- **Task inputs**

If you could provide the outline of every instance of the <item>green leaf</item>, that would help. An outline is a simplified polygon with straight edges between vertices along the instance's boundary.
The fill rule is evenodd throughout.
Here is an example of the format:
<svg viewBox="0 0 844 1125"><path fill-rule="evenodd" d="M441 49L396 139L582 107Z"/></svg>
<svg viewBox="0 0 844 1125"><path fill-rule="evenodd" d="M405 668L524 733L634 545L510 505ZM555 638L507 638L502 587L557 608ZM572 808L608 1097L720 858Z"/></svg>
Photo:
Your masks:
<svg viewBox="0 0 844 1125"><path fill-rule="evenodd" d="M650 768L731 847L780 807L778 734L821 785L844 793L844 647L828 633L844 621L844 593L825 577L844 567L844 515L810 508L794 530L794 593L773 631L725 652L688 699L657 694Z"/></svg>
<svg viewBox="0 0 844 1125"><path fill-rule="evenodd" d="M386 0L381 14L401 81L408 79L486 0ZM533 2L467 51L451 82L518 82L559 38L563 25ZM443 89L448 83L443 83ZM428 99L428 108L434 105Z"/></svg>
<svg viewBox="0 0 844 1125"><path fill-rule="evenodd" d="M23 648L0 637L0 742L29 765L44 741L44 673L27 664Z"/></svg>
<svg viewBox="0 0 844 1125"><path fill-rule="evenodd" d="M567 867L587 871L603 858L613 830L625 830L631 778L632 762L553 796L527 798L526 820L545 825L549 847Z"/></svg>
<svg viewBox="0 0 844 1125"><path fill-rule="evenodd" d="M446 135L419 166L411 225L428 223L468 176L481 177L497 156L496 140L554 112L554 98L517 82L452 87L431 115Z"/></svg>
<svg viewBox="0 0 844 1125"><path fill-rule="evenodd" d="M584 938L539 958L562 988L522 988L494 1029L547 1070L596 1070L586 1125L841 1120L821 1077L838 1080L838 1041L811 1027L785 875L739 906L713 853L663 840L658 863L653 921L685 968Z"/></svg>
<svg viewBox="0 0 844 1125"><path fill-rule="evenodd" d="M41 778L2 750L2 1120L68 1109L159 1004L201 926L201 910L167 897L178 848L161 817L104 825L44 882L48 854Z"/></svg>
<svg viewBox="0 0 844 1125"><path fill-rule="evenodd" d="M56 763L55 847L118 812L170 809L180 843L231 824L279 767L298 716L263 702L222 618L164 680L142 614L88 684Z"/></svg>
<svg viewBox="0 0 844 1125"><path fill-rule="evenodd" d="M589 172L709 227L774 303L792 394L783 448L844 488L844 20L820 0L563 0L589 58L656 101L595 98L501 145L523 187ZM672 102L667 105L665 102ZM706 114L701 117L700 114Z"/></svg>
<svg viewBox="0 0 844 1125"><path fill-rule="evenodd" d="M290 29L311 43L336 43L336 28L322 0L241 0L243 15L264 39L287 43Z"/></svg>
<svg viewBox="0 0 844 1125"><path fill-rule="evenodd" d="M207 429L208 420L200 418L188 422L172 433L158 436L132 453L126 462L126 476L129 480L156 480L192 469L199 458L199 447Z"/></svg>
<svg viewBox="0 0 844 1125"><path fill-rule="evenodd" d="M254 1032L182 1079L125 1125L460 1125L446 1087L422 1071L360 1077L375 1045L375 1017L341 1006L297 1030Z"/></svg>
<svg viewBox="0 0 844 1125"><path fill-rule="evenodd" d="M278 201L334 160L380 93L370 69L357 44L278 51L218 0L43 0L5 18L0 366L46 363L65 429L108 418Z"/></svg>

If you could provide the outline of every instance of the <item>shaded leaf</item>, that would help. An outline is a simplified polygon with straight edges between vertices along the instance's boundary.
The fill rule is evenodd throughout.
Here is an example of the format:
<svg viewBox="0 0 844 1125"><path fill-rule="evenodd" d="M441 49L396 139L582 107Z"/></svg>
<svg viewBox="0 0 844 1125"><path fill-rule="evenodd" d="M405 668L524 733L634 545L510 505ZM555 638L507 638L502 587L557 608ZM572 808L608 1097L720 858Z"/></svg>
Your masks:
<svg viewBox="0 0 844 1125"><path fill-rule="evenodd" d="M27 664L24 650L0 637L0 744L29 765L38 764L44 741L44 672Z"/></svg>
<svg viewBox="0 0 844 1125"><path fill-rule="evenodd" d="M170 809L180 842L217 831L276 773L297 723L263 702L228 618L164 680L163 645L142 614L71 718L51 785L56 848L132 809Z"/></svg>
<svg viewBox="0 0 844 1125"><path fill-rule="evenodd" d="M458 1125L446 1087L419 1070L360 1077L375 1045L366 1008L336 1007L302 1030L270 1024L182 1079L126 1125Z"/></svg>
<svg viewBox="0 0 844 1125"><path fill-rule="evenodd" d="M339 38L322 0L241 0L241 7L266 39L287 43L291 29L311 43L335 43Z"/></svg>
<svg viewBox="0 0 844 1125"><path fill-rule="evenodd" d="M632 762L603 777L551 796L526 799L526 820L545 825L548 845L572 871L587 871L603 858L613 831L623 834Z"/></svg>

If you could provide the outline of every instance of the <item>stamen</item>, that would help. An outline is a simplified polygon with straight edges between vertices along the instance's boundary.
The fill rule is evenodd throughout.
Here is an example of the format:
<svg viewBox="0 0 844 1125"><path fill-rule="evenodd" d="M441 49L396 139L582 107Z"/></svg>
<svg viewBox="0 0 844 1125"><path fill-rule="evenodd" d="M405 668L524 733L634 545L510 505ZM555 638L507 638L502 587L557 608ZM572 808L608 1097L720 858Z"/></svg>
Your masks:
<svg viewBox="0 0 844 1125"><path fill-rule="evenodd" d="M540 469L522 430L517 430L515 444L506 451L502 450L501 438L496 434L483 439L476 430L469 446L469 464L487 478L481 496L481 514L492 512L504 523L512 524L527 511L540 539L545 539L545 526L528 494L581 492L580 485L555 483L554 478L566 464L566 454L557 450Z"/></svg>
* * *
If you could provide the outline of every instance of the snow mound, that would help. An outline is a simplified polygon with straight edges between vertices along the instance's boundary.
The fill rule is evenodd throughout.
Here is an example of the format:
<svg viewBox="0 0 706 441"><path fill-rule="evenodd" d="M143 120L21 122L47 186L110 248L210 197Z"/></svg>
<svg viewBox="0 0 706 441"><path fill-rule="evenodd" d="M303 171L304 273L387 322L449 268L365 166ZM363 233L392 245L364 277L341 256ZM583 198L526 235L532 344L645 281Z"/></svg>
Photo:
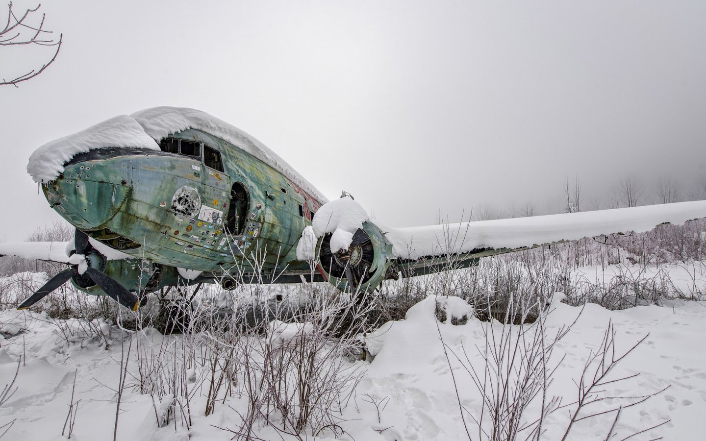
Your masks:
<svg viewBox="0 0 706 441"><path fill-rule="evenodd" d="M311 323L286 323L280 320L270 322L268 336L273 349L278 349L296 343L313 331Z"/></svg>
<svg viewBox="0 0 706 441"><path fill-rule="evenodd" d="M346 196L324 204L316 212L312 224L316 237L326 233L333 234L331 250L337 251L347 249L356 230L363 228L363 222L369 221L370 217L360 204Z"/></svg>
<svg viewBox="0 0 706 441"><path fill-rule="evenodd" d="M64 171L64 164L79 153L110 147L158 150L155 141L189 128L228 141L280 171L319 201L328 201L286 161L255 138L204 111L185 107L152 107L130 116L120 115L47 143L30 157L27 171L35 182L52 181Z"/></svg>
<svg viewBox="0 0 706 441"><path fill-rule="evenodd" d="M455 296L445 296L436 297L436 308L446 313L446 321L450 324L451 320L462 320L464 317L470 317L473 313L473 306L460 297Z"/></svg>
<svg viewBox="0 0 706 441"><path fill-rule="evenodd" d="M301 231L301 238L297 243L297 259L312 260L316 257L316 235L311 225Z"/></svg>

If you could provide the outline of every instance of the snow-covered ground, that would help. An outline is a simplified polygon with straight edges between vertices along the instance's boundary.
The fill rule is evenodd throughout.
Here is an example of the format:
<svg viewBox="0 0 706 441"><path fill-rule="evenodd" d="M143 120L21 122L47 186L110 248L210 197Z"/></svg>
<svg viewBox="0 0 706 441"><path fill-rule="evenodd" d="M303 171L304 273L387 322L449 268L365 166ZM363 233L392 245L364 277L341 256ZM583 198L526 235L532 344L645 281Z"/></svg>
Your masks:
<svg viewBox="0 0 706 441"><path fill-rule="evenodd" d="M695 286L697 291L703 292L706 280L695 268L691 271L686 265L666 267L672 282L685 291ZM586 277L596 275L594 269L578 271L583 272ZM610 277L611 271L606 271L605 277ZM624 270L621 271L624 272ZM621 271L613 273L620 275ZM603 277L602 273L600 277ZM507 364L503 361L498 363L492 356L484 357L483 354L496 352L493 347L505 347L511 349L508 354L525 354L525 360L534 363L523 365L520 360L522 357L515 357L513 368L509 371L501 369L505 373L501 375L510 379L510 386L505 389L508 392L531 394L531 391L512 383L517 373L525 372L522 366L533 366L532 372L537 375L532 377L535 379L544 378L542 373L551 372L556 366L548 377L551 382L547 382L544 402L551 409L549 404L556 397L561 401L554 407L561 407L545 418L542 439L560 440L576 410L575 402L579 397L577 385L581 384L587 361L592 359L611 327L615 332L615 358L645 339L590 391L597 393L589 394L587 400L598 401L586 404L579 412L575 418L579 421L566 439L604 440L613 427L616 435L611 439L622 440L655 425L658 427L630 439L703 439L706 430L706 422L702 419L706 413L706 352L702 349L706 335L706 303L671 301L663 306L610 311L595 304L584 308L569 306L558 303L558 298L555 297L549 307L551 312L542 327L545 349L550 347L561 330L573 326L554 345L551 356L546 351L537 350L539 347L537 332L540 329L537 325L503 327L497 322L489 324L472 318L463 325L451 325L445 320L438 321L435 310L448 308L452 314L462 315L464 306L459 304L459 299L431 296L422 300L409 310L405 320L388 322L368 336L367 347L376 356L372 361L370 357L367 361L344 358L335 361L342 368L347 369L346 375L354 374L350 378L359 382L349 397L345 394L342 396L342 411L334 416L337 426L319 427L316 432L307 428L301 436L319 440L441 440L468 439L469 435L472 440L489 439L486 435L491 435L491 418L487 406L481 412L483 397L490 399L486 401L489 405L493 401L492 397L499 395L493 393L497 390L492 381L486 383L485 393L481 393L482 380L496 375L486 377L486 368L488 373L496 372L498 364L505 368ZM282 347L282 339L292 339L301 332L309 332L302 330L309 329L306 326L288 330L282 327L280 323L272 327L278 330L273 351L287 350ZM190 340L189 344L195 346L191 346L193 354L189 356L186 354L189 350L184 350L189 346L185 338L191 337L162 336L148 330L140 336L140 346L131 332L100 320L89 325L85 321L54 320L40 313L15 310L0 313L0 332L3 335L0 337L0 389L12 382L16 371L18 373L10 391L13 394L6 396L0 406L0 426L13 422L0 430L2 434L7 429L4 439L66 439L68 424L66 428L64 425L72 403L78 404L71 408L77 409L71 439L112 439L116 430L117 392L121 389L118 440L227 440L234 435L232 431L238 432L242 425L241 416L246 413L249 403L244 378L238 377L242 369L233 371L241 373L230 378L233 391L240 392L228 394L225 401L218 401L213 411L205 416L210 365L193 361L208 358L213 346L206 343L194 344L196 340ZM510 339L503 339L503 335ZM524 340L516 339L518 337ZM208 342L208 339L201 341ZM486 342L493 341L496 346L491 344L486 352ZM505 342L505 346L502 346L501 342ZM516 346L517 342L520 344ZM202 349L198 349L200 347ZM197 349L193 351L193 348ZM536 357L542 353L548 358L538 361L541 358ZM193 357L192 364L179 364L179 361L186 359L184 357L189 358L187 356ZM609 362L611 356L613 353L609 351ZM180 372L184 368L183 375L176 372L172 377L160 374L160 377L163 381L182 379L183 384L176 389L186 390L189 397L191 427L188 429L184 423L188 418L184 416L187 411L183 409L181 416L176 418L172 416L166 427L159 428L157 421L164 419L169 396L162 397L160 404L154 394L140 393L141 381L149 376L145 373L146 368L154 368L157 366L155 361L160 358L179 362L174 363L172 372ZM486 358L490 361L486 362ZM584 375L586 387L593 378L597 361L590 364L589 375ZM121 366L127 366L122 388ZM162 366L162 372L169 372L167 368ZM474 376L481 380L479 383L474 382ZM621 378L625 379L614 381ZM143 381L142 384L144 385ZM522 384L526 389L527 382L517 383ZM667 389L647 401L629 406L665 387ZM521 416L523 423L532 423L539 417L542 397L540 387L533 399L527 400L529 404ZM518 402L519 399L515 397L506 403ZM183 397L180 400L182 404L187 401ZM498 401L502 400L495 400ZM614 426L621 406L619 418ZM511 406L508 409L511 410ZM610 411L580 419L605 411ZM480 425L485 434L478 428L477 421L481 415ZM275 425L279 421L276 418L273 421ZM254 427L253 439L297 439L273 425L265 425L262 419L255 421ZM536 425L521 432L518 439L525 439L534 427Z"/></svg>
---
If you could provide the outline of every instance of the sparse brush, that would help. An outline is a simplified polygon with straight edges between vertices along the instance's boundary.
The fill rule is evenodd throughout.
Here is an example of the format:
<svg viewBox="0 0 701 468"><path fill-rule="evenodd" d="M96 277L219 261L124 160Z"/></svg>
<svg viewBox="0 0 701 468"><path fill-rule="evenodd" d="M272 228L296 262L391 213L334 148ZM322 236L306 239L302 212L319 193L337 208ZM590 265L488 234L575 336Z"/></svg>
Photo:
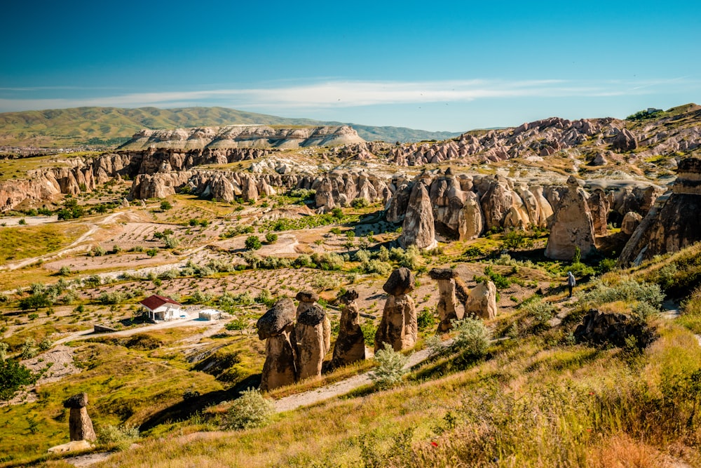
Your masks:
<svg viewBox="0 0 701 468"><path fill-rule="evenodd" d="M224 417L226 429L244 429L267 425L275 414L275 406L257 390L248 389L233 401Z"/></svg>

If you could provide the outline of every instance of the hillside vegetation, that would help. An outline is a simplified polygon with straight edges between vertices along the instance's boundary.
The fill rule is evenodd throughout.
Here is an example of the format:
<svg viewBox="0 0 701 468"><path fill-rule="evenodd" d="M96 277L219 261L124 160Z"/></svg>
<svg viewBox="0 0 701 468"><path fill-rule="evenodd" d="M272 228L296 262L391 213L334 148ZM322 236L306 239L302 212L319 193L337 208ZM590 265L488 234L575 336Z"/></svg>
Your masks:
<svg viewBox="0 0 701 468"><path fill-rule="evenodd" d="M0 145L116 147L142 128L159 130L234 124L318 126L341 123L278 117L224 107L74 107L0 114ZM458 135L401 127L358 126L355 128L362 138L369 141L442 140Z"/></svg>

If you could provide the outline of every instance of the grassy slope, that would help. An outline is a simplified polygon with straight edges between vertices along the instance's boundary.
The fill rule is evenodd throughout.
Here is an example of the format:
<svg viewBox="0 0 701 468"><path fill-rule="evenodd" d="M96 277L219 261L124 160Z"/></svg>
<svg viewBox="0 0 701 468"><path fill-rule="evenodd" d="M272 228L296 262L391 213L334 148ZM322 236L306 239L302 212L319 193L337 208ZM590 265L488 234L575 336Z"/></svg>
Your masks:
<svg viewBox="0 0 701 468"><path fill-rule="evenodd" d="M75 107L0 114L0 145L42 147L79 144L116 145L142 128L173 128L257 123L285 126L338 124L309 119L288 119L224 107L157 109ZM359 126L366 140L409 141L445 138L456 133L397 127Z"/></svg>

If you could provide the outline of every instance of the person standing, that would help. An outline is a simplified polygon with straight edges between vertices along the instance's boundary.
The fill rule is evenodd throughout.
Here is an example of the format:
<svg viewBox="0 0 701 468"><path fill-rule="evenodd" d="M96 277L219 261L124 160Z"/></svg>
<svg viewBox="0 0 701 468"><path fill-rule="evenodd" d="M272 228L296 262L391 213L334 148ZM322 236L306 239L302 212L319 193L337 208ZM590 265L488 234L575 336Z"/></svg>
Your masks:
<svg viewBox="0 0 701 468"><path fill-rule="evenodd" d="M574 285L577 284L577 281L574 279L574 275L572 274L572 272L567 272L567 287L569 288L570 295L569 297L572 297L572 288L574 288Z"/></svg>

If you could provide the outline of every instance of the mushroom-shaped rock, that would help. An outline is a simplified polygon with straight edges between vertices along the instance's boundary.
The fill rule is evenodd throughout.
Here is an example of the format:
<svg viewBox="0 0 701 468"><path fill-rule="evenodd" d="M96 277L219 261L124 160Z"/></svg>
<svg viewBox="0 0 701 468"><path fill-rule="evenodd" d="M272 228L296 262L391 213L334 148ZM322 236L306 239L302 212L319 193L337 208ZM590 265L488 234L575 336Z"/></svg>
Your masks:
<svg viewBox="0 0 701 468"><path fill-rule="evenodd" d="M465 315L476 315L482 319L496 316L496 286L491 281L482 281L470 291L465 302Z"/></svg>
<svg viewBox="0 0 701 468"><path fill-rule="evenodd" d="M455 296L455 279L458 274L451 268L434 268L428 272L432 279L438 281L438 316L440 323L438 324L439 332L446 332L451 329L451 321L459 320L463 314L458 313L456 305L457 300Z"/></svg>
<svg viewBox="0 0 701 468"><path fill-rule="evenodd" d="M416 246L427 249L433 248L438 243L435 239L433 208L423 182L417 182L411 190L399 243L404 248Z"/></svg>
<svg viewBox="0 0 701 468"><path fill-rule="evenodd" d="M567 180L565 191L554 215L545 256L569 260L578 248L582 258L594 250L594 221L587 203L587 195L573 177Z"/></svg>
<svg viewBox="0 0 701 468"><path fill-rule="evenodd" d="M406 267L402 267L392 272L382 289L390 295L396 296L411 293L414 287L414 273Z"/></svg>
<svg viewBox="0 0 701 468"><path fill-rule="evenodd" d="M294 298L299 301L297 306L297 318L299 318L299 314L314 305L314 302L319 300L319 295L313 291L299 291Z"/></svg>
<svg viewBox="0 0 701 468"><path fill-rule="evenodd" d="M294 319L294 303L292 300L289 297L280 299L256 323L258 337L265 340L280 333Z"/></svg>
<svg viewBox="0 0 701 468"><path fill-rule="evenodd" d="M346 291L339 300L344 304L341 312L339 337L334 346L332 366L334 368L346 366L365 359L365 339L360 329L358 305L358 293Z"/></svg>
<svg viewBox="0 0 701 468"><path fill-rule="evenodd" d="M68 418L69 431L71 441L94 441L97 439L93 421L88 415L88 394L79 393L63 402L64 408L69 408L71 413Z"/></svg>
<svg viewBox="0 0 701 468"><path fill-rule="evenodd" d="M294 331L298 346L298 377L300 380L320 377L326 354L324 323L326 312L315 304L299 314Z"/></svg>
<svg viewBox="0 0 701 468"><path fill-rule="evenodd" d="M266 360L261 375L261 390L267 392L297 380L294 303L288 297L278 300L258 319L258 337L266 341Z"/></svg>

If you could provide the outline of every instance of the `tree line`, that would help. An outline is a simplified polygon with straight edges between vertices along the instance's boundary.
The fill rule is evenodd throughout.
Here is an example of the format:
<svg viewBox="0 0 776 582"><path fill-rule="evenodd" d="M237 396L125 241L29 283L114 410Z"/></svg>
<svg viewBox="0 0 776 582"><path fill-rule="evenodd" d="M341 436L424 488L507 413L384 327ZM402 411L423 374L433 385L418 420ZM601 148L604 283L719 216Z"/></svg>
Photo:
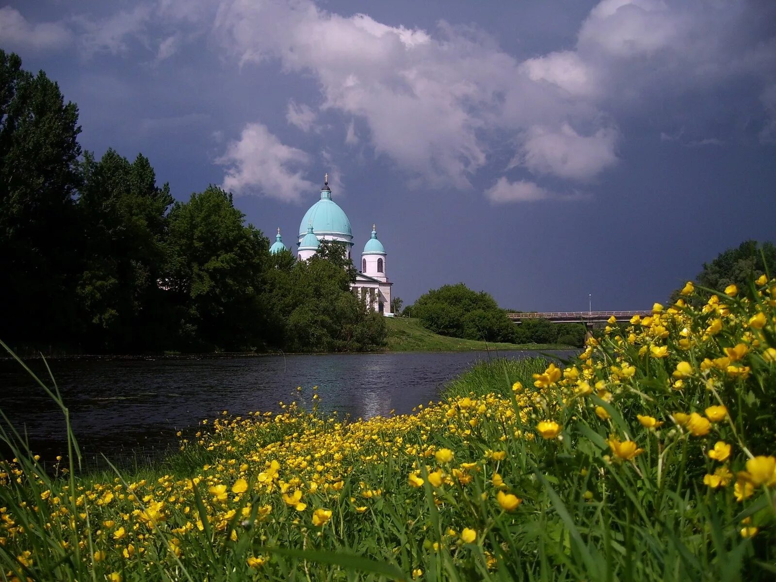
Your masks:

- **Task to carry out**
Render the material from the line containing "of the <item>shaded" down to the line containing "809L180 842L217 831L276", both included, as a Markdown table with the columns Row and Material line. Number each row and leave out blank lines.

- **Answer to the exercise**
| Row | Material line |
|---|---|
| 1 | If you could provide the outline of every instance of the <item>shaded leaf</item>, that would help. An outline is a simplified polygon with straight edges between vertices along the instance's boundary. |
| 2 | The fill rule is evenodd throughout. |
| 3 | Here is an example of the format: |
| 4 | <svg viewBox="0 0 844 1125"><path fill-rule="evenodd" d="M441 49L396 139L582 107Z"/></svg> |
| 5 | <svg viewBox="0 0 844 1125"><path fill-rule="evenodd" d="M405 668L524 733L634 545L510 505ZM555 638L507 638L502 587L557 608ZM572 808L608 1097L720 858Z"/></svg> |
| 6 | Your masks: |
| 7 | <svg viewBox="0 0 844 1125"><path fill-rule="evenodd" d="M27 664L24 650L0 637L0 744L29 765L38 764L44 741L44 672Z"/></svg> |
| 8 | <svg viewBox="0 0 844 1125"><path fill-rule="evenodd" d="M170 809L180 842L217 831L276 773L297 723L263 702L228 618L164 680L163 645L142 614L71 718L51 785L56 848L132 809Z"/></svg> |